* _Exercise task 1_: Translate this sentence from the passage about Iran's Research Institute of Petroleum Industry into Spanish: "RIPI has become a major technology provider for Iran's petroleum industry."
─── Provided passage ───
The Research Institute of Petroleum Industry, also known as NIOC-RIPI, often shortened to RIPI () is a governmental research institute founded in 1959 in Tehran, Iran and is affiliated with National Iranian Oil Company.

The institute is a major research institute in Iran and is the largest of its kind in the Middle East. RIPI has become a major technology provider for Iran's petroleum industry. In 2002, it developed a technology that converts heavy crude oil into the more desirable, a new generation of GTL technology.

History
Research Institute of Petroleum Industry was initially established under the title of “Iran Petroleum Industry Research Development Office” in 1959. ( ) Its primary aim was carrying out research on application of petroleum materials. After revolution of Islamic Republic of Iran, the office was changed into a center for “Research and Scientific Services”( ) and it has continued its activities in order to achieve the objectives. In 1989, upon the formal agreement of the development council of Department of Culture and Higher Education, the center was called “Research Institute of Petroleum Industry” and with the aim of carrying out fundamental, applied, and developmental researchers has continued doing its activities.

Strategy of PIRI is creating added value via production and commercialization of technology, with the approach of carrying out research for development of new technologies and indigenization of new technologies.
───
* _Exercise task 2_: Rewrite the stretch of rows from the line containing "Exercise. Point out every instance of the yellow" through the end of the rows, with "yellow" changed to "orange" and everything else kept the same.
─── Supplied material ───
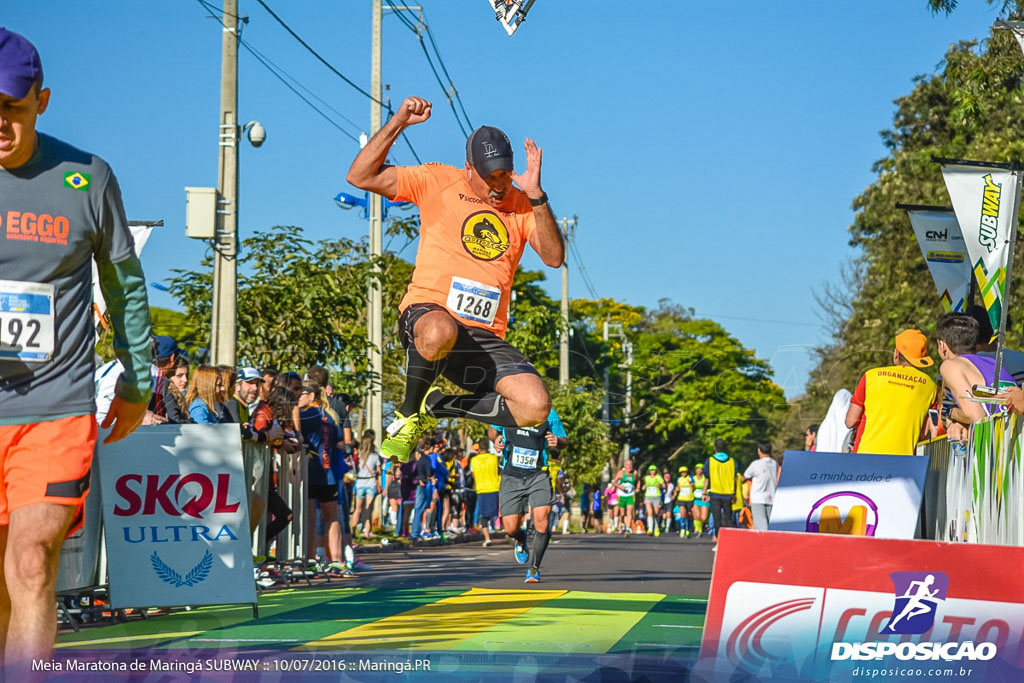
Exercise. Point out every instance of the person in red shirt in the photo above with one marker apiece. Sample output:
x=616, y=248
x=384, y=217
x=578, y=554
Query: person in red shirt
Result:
x=474, y=225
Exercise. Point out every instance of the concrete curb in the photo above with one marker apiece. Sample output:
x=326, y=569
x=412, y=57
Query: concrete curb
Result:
x=398, y=546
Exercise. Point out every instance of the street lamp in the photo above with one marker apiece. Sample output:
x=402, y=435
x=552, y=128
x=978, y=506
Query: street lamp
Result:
x=374, y=303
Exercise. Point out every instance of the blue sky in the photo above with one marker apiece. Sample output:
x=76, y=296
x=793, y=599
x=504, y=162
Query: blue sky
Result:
x=711, y=156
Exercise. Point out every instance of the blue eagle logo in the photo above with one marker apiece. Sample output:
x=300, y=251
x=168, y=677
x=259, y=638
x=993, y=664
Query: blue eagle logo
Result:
x=196, y=575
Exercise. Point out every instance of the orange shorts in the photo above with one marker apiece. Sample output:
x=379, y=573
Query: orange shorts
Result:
x=46, y=462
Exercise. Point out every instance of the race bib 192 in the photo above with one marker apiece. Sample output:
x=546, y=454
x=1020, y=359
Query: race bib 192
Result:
x=26, y=321
x=474, y=301
x=524, y=458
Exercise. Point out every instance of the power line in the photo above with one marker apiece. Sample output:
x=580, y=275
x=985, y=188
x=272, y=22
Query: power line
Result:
x=583, y=268
x=299, y=94
x=317, y=54
x=415, y=28
x=274, y=69
x=337, y=73
x=299, y=83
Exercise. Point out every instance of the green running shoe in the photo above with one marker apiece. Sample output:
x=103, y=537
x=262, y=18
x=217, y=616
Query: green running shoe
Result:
x=403, y=433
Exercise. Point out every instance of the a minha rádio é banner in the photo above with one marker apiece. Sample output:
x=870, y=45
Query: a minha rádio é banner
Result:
x=176, y=517
x=849, y=494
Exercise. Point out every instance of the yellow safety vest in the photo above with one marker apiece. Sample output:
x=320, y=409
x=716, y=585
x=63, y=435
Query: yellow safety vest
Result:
───
* _Complete response 1_: RIPI se ha convertido en un importante proveedor de tecnología para la industria petrolera de Irán.

* _Complete response 2_:
Exercise. Point out every instance of the orange safety vest in the photo above with one marker apiece. Sample output:
x=320, y=409
x=716, y=585
x=63, y=435
Query: orange safety vest
Result:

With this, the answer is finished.